• _Your goal_
Starting from the line that holds "Class: man's hand on podium", print every line through the end of the records, first and last included.

• _Records provided_

=======

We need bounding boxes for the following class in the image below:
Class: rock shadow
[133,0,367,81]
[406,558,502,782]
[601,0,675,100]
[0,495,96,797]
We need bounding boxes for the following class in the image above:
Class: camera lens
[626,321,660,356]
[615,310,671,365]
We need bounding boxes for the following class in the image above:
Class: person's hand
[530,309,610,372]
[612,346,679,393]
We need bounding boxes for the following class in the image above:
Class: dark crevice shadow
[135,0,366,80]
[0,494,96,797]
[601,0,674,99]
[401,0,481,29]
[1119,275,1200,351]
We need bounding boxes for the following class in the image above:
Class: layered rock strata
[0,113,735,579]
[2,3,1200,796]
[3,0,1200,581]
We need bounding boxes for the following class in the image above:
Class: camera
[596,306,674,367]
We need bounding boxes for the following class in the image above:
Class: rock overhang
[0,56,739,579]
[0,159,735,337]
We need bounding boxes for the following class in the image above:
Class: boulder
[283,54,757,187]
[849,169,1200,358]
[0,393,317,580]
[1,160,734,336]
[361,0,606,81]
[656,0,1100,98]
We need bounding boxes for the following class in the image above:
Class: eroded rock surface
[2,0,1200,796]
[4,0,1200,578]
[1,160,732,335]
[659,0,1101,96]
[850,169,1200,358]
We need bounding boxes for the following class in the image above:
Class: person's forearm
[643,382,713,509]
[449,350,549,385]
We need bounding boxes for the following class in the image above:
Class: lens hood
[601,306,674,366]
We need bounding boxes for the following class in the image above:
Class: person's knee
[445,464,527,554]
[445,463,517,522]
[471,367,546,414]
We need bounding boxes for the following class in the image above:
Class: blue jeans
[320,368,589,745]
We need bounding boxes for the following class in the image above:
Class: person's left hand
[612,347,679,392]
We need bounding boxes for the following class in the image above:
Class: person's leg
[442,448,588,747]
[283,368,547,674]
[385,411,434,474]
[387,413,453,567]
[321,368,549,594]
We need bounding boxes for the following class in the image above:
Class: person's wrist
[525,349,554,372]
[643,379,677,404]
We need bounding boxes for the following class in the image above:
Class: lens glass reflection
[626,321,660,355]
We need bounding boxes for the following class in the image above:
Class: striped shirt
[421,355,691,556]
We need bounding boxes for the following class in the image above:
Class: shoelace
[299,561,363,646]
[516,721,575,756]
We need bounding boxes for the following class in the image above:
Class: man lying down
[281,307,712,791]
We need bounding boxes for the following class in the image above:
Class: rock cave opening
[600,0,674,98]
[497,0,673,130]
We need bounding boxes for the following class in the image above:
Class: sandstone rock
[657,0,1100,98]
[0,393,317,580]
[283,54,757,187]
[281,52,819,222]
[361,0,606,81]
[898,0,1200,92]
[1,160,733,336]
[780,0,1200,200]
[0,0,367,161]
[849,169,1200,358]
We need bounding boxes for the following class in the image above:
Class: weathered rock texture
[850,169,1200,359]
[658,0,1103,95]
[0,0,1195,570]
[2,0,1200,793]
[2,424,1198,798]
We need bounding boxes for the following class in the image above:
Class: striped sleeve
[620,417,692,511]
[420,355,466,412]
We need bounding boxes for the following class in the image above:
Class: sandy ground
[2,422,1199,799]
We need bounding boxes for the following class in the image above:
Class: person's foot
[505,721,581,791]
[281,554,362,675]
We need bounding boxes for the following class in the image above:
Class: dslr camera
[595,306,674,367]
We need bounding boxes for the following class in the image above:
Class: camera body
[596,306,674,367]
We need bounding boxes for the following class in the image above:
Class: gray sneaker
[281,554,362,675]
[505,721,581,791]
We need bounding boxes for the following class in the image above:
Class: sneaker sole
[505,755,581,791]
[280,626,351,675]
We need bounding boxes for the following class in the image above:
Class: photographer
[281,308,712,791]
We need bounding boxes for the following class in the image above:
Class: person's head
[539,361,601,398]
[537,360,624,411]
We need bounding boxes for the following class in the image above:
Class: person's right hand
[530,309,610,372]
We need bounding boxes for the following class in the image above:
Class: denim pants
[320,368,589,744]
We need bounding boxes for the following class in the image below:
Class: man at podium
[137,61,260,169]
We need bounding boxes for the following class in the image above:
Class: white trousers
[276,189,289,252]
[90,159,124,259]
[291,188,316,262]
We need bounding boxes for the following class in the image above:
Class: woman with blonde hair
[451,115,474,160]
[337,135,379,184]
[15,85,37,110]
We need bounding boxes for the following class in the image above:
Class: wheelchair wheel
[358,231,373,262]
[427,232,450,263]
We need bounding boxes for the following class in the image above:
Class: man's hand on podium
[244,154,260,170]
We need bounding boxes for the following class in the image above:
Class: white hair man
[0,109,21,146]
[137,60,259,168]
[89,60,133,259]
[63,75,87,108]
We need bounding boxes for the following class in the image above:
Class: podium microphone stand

=======

• _Written reply_
Class: man's hand on podium
[244,154,260,170]
We need bounding boxes for the following class in the image above:
Class: white hair man
[0,109,21,146]
[137,60,259,168]
[89,60,133,259]
[63,75,87,108]
We need bounding boxes for the following class in the image above:
Class: podium microphone stand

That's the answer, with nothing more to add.